Provided material

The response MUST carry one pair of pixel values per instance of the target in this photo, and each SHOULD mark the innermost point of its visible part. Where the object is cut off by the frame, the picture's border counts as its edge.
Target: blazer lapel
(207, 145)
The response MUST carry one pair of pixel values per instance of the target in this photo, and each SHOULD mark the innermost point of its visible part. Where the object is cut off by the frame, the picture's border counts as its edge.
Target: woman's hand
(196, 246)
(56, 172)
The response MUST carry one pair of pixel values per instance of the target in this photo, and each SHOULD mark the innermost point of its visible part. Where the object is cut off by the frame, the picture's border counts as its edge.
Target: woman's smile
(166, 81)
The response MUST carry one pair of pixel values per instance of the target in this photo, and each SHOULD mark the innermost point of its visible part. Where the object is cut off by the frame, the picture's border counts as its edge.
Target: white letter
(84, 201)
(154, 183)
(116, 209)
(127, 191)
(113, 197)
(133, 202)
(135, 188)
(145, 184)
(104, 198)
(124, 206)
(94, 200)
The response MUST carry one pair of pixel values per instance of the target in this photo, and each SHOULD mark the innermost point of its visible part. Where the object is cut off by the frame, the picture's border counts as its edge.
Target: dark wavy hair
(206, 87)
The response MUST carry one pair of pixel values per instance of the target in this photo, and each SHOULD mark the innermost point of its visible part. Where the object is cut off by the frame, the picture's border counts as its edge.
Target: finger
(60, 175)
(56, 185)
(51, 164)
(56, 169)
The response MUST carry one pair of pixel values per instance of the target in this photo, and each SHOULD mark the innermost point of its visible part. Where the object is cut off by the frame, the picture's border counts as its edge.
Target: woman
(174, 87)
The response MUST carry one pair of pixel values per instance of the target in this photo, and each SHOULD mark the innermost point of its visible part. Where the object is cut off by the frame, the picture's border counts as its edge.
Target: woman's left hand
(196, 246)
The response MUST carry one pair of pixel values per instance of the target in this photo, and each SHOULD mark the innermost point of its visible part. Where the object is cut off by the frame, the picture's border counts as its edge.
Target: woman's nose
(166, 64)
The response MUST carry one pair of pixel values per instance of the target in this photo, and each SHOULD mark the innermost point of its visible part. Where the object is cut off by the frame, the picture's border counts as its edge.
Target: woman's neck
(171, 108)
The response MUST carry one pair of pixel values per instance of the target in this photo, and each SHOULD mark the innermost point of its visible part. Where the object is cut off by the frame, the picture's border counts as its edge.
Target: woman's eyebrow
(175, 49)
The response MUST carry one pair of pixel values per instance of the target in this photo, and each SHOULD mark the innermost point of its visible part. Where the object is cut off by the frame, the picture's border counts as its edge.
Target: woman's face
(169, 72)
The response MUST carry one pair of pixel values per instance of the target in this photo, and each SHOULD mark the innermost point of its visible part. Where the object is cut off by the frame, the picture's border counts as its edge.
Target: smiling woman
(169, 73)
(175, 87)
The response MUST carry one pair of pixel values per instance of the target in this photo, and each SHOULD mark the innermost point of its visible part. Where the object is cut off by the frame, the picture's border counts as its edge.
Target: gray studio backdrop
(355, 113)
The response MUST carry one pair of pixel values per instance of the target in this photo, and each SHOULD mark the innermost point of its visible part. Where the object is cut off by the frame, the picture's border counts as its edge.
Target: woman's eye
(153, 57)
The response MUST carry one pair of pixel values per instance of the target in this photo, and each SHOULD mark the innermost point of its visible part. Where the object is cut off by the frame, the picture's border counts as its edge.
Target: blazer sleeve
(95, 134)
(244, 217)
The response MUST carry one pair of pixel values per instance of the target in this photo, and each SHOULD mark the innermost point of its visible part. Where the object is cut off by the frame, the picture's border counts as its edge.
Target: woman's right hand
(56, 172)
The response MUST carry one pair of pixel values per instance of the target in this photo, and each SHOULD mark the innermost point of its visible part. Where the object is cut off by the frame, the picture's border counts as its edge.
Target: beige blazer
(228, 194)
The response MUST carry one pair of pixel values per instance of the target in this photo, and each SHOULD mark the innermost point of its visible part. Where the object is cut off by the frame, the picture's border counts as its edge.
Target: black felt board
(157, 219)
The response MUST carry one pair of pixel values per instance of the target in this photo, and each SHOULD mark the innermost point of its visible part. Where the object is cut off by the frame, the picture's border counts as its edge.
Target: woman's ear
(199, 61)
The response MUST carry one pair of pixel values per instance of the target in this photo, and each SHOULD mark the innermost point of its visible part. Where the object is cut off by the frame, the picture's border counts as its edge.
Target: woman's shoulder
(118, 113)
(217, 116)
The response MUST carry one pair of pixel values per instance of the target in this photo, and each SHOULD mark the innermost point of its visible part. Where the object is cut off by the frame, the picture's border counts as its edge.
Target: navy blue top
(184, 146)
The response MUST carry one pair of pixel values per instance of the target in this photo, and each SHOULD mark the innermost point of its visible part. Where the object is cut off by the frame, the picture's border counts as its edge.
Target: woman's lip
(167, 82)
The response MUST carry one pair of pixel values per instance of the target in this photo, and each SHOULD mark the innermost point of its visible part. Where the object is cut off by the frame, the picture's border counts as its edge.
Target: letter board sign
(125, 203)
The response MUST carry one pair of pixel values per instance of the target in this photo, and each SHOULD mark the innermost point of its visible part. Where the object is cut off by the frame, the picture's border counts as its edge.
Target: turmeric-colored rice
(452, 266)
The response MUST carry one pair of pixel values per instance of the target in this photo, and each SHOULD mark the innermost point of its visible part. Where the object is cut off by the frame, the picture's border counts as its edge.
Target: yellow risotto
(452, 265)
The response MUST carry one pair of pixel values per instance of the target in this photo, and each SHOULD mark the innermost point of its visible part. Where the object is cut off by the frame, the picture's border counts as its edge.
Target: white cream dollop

What you are asked to do
Exactly and in full, write out the lines from the one containing "Target: turmeric-colored rice" through the end of the listing.

Result below
Target: turmeric-colored rice
(452, 266)
The response MUST carry one pair of pixel values per instance of the target in this photo, and each SHOULD mark the innermost point of its visible part. Where the object is cut off by the frame, the picture's border counts as its edge.
Target: yellow risotto
(452, 265)
The response MUST carry one pair of pixel values per instance of the target in this photo, and each SHOULD mark the innermost point of its visible part. Where the object is cut off by the frame, the picture's border counts as its edge.
Target: white cream dollop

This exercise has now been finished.